** begin Extracted material **

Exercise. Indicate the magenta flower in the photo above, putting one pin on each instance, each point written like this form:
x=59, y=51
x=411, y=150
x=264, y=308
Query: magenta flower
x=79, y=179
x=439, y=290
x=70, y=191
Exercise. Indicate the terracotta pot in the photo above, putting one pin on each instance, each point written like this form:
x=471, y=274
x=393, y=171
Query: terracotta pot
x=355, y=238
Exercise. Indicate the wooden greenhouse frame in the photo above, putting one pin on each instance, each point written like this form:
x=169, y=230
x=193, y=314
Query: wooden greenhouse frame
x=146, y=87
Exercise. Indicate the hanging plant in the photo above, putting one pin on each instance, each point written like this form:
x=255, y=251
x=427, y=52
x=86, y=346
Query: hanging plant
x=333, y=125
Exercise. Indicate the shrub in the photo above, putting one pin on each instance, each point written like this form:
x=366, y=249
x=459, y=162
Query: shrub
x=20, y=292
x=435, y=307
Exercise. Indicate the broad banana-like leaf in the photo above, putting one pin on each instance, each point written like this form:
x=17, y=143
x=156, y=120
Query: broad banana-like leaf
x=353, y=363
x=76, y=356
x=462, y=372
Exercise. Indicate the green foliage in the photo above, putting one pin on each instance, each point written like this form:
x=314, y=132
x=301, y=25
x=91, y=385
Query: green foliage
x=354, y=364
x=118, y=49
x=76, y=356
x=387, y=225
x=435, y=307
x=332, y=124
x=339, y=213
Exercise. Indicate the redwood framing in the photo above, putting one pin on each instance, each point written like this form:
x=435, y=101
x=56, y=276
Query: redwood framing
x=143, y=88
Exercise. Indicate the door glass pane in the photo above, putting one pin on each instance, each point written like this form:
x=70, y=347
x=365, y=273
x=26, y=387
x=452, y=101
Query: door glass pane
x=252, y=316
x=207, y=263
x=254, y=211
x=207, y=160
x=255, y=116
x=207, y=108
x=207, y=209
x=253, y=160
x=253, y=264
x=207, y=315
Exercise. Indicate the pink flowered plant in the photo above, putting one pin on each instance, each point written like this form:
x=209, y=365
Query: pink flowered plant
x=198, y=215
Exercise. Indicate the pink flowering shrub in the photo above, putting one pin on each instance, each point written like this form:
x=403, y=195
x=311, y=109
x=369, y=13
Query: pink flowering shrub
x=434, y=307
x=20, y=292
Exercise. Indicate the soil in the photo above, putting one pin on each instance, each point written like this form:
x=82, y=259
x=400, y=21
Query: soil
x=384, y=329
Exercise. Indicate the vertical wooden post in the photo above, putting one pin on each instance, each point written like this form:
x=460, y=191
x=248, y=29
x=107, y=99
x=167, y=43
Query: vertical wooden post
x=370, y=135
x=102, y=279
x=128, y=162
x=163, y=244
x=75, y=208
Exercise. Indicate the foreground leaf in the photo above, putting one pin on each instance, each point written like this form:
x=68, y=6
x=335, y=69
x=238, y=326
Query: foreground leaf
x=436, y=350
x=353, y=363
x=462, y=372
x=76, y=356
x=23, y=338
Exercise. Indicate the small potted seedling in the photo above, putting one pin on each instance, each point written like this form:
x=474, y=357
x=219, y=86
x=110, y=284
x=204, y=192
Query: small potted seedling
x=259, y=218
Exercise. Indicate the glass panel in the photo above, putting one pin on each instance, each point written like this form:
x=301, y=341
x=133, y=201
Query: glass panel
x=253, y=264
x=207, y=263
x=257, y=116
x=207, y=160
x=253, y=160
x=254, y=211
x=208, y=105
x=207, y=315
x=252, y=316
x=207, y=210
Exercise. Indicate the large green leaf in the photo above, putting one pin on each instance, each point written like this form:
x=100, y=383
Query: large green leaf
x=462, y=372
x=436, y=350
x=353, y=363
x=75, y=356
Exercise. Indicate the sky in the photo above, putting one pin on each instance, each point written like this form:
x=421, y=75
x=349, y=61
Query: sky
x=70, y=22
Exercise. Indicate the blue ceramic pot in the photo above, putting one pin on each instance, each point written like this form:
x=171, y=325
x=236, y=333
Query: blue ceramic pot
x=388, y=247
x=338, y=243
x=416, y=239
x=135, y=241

** end Extracted material **

◆ What the exercise asks ◆
Recast every line of the records above as a JSON list of strings, one string per line, leaving out any blank lines.

◆ Output below ◆
[
  "Exercise. Indicate the magenta flower in the photo above, putting one pin on each instance, each point written like this form:",
  "x=59, y=51",
  "x=411, y=150",
  "x=264, y=308",
  "Query: magenta flower",
  "x=79, y=179",
  "x=439, y=290",
  "x=70, y=191",
  "Exercise. Indicate the terracotta pot in the photo above, putting one pin on each instance, each point written like this form:",
  "x=471, y=274",
  "x=393, y=171",
  "Query: terracotta pot",
  "x=355, y=238",
  "Exercise. Indicate the wooden greenhouse frame in the photo above, putting one pin on each instance, each point written like this form:",
  "x=169, y=230",
  "x=193, y=314",
  "Query: wooden greenhouse frame",
  "x=146, y=87",
  "Exercise. Indicate the hanging plant in the photo above, putting one pin on each instance, each point written like this form:",
  "x=255, y=251",
  "x=427, y=52",
  "x=86, y=346",
  "Query: hanging plant",
  "x=333, y=125",
  "Exercise. Indicate the shrub in the photo above, putting one pin on each instance, each point written like this form:",
  "x=366, y=249",
  "x=459, y=162",
  "Query: shrub",
  "x=20, y=292",
  "x=435, y=307",
  "Exercise. Indicate the broad banana-like leaf in the photo above, putting one pin on each instance, each point written like this form:",
  "x=17, y=143",
  "x=156, y=120",
  "Query: broad banana-like leaf",
  "x=353, y=363",
  "x=76, y=356",
  "x=462, y=372",
  "Exercise. Indicate the green foliage in the photo above, putting one pin on each instance, each point written like this form:",
  "x=314, y=132",
  "x=301, y=25",
  "x=91, y=385",
  "Query: green foliage",
  "x=354, y=364",
  "x=118, y=49",
  "x=76, y=356",
  "x=387, y=225",
  "x=435, y=307",
  "x=332, y=124",
  "x=339, y=213",
  "Exercise. Indicate the redwood framing in the photo above, putting one pin on each instance, each point written like this form:",
  "x=435, y=101",
  "x=56, y=276",
  "Query: redwood framing",
  "x=143, y=88",
  "Exercise. Indicate the door glass pane in the photo above, putting one pin on each instance, each point written like this form:",
  "x=70, y=347",
  "x=365, y=273",
  "x=26, y=387",
  "x=452, y=101",
  "Query: door glass pane",
  "x=252, y=316",
  "x=207, y=263",
  "x=254, y=211",
  "x=207, y=160",
  "x=255, y=116",
  "x=207, y=108",
  "x=207, y=209",
  "x=253, y=160",
  "x=253, y=264",
  "x=207, y=315",
  "Exercise. Indicate the pink flowered plant in the photo above, putting one pin on each instance, each point written like this form:",
  "x=209, y=365",
  "Query: pink flowered plant",
  "x=198, y=215",
  "Exercise. Indicate the pink flowering shrub in the photo above, putting one pin on each instance, each point written like this form:",
  "x=403, y=195",
  "x=311, y=109",
  "x=369, y=13",
  "Query: pink flowering shrub",
  "x=434, y=307",
  "x=20, y=292",
  "Exercise. Indicate the soil in the photo above, putting one pin on each instance, each point written like this form:",
  "x=82, y=259",
  "x=400, y=21",
  "Query: soil",
  "x=384, y=329",
  "Exercise. Indicate the vertical wooden post in the photo above, putting one pin on each instance, each point written like this form:",
  "x=460, y=191",
  "x=248, y=29",
  "x=107, y=99",
  "x=167, y=43",
  "Query: vertical wooden post",
  "x=370, y=135",
  "x=102, y=279",
  "x=128, y=162",
  "x=163, y=244",
  "x=75, y=208",
  "Exercise. Indicate the foreground leaf in the photo above, putting one pin on each instance, each point written like this form:",
  "x=68, y=6",
  "x=335, y=69",
  "x=238, y=326",
  "Query: foreground leaf",
  "x=436, y=350",
  "x=353, y=363",
  "x=462, y=372",
  "x=76, y=356",
  "x=23, y=338",
  "Exercise. Indicate the small potted seedling in the photo above, putting one pin on each instance, each point written like this form:",
  "x=474, y=357",
  "x=219, y=86",
  "x=110, y=284",
  "x=204, y=192",
  "Query: small potted seedling",
  "x=259, y=218",
  "Exercise. Indicate the glass panel in the photo above, putting one pin on each instance, each point written like this form:",
  "x=301, y=341",
  "x=133, y=201",
  "Query: glass panel",
  "x=253, y=264",
  "x=207, y=263",
  "x=257, y=116",
  "x=207, y=160",
  "x=253, y=160",
  "x=254, y=211",
  "x=208, y=105",
  "x=207, y=315",
  "x=252, y=316",
  "x=207, y=210",
  "Exercise. Indicate the large green leaf in the photo above, putting one pin on each instance, each point written like this form:",
  "x=100, y=383",
  "Query: large green leaf",
  "x=462, y=372",
  "x=436, y=350",
  "x=353, y=363",
  "x=75, y=356",
  "Exercise. Indicate the sky in the photo above, putting one pin on each instance, each point written like this form:",
  "x=421, y=75",
  "x=349, y=61",
  "Query: sky",
  "x=70, y=22",
  "Exercise. Indicate the blue ceramic pot in the photo above, putting one pin on each instance, each point written like this form:",
  "x=171, y=325",
  "x=236, y=333",
  "Query: blue ceramic pot",
  "x=388, y=247",
  "x=338, y=243",
  "x=416, y=239",
  "x=135, y=241"
]